» Your objective
Below are some records; return each one exactly.

— BEGIN Entries shown —

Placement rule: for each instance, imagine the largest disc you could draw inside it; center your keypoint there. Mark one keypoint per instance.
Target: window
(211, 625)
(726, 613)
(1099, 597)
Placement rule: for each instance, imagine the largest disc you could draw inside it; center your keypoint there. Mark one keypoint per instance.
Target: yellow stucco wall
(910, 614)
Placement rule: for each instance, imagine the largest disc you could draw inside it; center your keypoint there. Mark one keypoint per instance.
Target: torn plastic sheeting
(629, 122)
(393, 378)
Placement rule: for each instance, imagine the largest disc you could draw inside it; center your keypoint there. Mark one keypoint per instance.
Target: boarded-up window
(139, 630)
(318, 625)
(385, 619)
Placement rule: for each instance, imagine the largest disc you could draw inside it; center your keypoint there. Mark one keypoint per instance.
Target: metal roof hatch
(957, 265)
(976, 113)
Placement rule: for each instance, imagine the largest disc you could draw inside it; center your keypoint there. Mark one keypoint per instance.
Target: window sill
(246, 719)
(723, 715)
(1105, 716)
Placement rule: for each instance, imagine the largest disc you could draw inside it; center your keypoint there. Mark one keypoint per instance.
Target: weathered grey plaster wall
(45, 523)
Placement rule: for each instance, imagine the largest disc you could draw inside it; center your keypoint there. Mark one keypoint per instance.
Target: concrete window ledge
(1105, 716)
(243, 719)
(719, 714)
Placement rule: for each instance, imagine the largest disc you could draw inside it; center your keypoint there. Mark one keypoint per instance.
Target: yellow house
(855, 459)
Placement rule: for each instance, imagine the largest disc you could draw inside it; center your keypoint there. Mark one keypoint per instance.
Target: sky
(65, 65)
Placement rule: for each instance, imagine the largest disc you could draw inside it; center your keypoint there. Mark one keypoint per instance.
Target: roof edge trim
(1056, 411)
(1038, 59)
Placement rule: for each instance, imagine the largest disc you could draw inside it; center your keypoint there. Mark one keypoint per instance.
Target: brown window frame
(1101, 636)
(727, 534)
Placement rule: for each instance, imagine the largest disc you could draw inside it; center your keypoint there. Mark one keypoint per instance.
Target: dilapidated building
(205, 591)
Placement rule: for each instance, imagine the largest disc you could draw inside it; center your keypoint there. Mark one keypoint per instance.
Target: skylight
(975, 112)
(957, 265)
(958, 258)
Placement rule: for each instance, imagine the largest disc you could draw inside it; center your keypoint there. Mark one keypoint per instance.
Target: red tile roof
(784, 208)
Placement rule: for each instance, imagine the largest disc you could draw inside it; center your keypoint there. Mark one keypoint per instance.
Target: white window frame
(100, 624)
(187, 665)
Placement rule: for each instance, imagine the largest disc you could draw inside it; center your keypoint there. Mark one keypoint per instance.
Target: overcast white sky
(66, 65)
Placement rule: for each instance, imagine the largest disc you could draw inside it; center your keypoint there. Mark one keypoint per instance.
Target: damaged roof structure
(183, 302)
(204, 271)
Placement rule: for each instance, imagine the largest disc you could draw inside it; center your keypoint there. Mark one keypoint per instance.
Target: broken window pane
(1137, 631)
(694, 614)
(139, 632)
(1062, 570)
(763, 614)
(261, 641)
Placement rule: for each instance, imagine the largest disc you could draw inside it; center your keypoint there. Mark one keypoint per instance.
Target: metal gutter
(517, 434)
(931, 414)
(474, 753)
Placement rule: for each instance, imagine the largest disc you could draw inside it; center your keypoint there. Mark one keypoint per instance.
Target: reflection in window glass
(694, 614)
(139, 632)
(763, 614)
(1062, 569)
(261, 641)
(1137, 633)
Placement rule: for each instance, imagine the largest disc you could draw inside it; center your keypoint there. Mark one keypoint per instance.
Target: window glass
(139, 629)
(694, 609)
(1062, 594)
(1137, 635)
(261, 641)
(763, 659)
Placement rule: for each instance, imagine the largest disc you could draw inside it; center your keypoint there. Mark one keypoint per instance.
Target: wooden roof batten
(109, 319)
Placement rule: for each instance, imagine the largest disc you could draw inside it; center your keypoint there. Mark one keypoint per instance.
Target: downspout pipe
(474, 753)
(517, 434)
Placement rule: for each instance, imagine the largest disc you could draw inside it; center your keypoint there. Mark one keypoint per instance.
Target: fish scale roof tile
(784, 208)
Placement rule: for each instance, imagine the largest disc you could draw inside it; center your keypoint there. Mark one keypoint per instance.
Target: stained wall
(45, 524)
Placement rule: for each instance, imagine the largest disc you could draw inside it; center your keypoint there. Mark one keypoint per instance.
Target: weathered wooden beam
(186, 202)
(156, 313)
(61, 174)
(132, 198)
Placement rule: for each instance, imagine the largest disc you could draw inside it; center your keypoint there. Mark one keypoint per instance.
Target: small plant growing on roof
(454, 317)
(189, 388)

— END Entries shown —

» Exercise solution
Placement rule: for each instance, imagine the largest disc you could draw inside it; center your keypoint there. Mark one keypoint per instance.
Target: window
(211, 625)
(726, 613)
(1099, 597)
Placement rule: for each instance, imagine the largest disc you could draw inside it; center your keypoint there. Mark one keypoint per instance.
Target: yellow stucco wall
(910, 614)
Placement rule: for each instance, imagine the largest disc you could draw inside it; center your keypoint there. Mark one keypoint per instance.
Target: torn plastic sheeting
(629, 122)
(393, 378)
Placement rule: for each instance, imagine the largest disc you could draw inside it; center your keypoint there. Mark one keypoint per instance.
Target: boarded-up window
(139, 630)
(318, 625)
(385, 619)
Placement rule: for each instance, imagine the largest disc you could draw inside it; center your keypoint there. Mark one keypoint per instance.
Target: metal roof hatch
(957, 265)
(976, 113)
Placement rule: for each instance, imagine the largest disc you could draw inside it; center your keypoint there. Mark one keypoint per instance.
Target: window sill
(246, 719)
(723, 715)
(1105, 716)
Placement rule: for each instance, imagine the largest disc you could draw inside it; center your keypoint there. Mark one keypoint per instance.
Target: weathered grey plaster wall
(45, 523)
Placement rule: for each instance, imagine the largest disc you could draw inside it; center your keypoint there. Mark one keypoint per instance.
Target: concrete window ledge
(1105, 716)
(243, 719)
(719, 714)
Placement rule: for each instance, imagine the largest disc you could draw inside it; center your keypoint there. Mark one keypoint per instance.
Target: yellow house
(855, 459)
Placement rule: for each instance, imagine the largest disc you could draw inside it; center your keypoint there. Mark one keypoint per instance.
Target: sky
(65, 65)
Placement rule: for each instance, imagine the largest disc you could draw inside it; center your keypoint there. Mark one keypoint per instance.
Target: roof edge trim
(1056, 411)
(1038, 59)
Placement rule: for each instance, imagine the largest disc you could draw inside it; center your keypoint there. Mark one keypoint per instance.
Target: brown window frame
(1101, 636)
(727, 534)
Placement rule: for each instance, imagine the largest disc you could draw inside it; center your keypoint there. Mark one keypoint per instance.
Target: dilapidated building
(205, 591)
Placement rule: for each instance, imagine the largest disc you could draw inside it; center your keypoint there. Mark one keypoint per instance.
Target: skylight
(975, 112)
(957, 265)
(958, 258)
Placement rule: for each instance, imagine the largest disc you could draw inside it; center your keypoint there. Mark one keypoint per instance.
Target: red tile roof
(784, 208)
Placement rule: for each instance, imagine the largest disc you could draw inside it; center your keypoint there. Mark one keypoint per instance.
Target: white window frame
(100, 624)
(187, 665)
Placement rule: for each instance, imagine the largest disc you could draw inside it; center your keypoint there. Mark one keypoint per instance.
Target: overcast white sky
(66, 65)
Placement rule: for each instance, imagine the largest disc you could draw inside it; center your keypoint there. Mark one keypoint per instance.
Target: damaged roof structure
(183, 302)
(204, 271)
Placement rule: for each instance, imagine the largest disc you could draw inside it; center your keypoint there. Mark one keypoint per instance.
Target: broken window pane
(1137, 631)
(694, 614)
(139, 632)
(1062, 570)
(763, 614)
(261, 641)
Placement rule: for each instance, imagine the largest disc you could draw inside it; center your keypoint there. Mark one keypoint per instance.
Target: metal gutter
(517, 434)
(931, 414)
(474, 753)
Placement rule: for each instance, imagine the largest disc you could draw inside it; center your keypoint there. Mark one keypoint per instance.
Target: reflection in window glass
(694, 614)
(139, 632)
(763, 614)
(1062, 569)
(261, 641)
(1137, 633)
Placement rule: for each instance, imagine the largest disc you could draw inside it; center your keypoint there. Mark one keypoint per instance.
Target: window glass
(139, 629)
(694, 609)
(1062, 594)
(1137, 635)
(261, 641)
(763, 659)
Placement rule: for each instance, imagine the largest disc you could draw inside it; center your keypoint there. Mark one keypoint per instance.
Target: wooden roof batten
(109, 319)
Placement rule: for each instance, imagine the largest disc you could draw inside it; center your keypoint there. Mark one keypoint per instance.
Target: downspout pipe
(474, 753)
(517, 434)
Placement rule: for each instance, imagine the largest disc you could draw inside it; center your keypoint there. Mark one keypoint per instance.
Target: fish scale roof tile
(784, 208)
Placement rule: for each instance, imagine the largest disc you could draw inside it; center your keypoint there. Mark one keypoint per instance.
Target: stained wall
(45, 524)
Placement rule: for each instance, imagine the largest disc you could draw inside it; center your keypoint there. Mark one keypoint per instance.
Target: weathered wooden beam
(186, 202)
(156, 313)
(61, 174)
(132, 198)
Placement rule: for each instance, imagine the largest disc you could draw inside it; center your keypoint there. Mark one keypoint per instance.
Target: small plant growing on roof
(454, 317)
(189, 388)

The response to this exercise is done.